Читаем Петербургский текст Гоголя полностью

В начале цикла «Вечеров» национальны почти все личные имена героев. Например, в повести «Сорочинская ярмарка» мужицкое имя Солопий соединено с прозвищем Черевик, обозначающим и любую повседневную разношенную обувь, и женский нарядный полусапожек. Так намечены черты мужлана-подкаблучника (и мужские, и женские), вероятно, по-крестьянски простодушного, темного, жадного, трусливого и болтливого. Это подтверждается и поступками Черевика, и его бездействием в ситуации, выявляющей его сходство с женщиной: в панике он бросился бежать, ничего не видя, и упал в обморок, когда на него свалилась жена Хивря (I, 129). Полное же имя Хиври в «Книге всякой всячины» обозначено как Феврония. Благодаря популярной древнерусской «Повести о Петре и Февронии» это имя стало символом мудрой, добродетельной, верной жены. Однако у Гоголя героиня, именуемая Хавроньей (зооним свиньи), предстает и комическим, и демоническим антиподом Февронии, приводя любовника в дом, где гостит с мужем. Здесь демоническое связывается и с представлением о «сатане в образине свиньи», со свиньями-чертями в легенде о красной свитке, а затем с появлением в окне хаты «страшной свиной рожи» (I, 127). Как полагают комментаторы, зооним мачехи соотнесен с народным истолкованием имени ее падчерицы Параски как «порося»[679]. Вместе с тем обрисовка внешности и поведения мачехи и перекличка этих женских имен и зоонимов отражает и свойственное украинскому фольклору представление о демонической природе женщины, ее идентификацию с чертом[680]. Само же имя Параска (и Пидорка – рус. Федора – из повести «Вечер накануне Ивана Купала») воспринималось как национальное (этноним – ср., рус. Параша). Вероятно, судьбу юной героини в чем-то определяет и значение ее полного имени Прасковья (греч. Параскева – «пятница»): именно в «свой» день она впервые в жизни приезжает на ярмарку, встречает будущего жениха и уходит из-под власти мачехи-ведьмы.
____________
__ЗАДАНИЯ__.
**1.** Как в тексте об именах гоголевских героев указано полное имя Хиври по «Книге всякой всячины»?
**2.** Продолжите текст об именах героев гоголевских «Вечеров», начав сразу после его последнего предложения.
Следующий материал никак не связан с текстом об именах героев Гоголя.

[Записи из набора данных]
____________
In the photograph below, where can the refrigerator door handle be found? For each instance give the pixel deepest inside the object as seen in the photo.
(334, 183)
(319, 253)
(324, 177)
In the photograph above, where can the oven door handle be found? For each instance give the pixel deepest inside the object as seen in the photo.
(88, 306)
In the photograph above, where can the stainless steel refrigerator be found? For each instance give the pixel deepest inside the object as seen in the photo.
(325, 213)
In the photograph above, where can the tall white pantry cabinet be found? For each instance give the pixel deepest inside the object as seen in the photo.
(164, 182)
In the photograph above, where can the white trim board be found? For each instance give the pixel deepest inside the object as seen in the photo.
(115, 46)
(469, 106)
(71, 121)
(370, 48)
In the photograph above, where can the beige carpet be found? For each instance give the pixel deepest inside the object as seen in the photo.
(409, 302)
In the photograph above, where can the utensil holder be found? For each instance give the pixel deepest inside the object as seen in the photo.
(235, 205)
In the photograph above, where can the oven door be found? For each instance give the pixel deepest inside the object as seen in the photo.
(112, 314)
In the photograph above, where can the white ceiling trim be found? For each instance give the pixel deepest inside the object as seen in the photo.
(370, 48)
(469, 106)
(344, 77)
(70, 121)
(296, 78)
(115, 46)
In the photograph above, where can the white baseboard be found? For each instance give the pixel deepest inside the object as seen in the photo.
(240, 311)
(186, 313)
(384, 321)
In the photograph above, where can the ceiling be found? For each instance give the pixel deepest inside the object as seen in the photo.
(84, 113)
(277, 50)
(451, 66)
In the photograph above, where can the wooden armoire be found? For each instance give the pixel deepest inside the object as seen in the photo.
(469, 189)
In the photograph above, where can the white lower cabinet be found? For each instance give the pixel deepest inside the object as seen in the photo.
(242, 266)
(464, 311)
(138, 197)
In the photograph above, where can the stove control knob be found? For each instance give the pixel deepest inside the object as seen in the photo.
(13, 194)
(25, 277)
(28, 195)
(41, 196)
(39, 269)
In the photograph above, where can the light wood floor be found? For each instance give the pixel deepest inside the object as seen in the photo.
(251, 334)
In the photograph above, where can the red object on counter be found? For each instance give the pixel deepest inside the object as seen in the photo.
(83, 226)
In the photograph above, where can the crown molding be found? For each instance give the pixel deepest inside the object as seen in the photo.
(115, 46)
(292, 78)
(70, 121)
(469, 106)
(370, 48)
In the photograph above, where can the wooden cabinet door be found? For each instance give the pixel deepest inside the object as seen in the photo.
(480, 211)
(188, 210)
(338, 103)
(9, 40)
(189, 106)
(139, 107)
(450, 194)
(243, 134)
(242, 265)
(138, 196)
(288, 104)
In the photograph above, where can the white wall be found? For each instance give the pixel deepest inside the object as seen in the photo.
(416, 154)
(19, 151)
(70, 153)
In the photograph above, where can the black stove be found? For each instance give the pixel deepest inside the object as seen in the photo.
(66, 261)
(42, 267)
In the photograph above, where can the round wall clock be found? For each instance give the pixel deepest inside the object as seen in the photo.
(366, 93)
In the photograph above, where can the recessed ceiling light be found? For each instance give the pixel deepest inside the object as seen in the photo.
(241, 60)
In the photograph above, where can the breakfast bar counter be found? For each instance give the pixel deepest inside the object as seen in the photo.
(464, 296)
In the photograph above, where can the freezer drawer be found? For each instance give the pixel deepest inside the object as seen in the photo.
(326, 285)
____________
__ОТВЕТЫ ПО ПОРЯДКУ__.
**1.** Феврония.

**2.**
Заметим, что имена Черевик, Хавронья, Параска, Цыбуля (укр. «лук»), маркирующие простонародное происхождение героев и несомненно связанные с особенностями их внешности или характера, имеют не только собственное, но и сниженное нарицательное (вещественное, растительное, животное) значение предмета продажи – обуви, свиней, поросят, лука – наравне с кобылой, пшеницей, гончарными изделиями и проч. и проч. Это сближает персонажей с такими национальными «ярмарочными» типами из вертепа, украинского народного театра, как «перекупка, кум, пан, цыган, москаль», традиционными чертами которых Гоголь явно наделил своих героев[681]. В черновых вариантах «Сорочинской ярмарки» мы видим нарочито-гротескное огрубление образов героев, их прямое уподобление животным и вещам, свойственное народному театру (вертепу).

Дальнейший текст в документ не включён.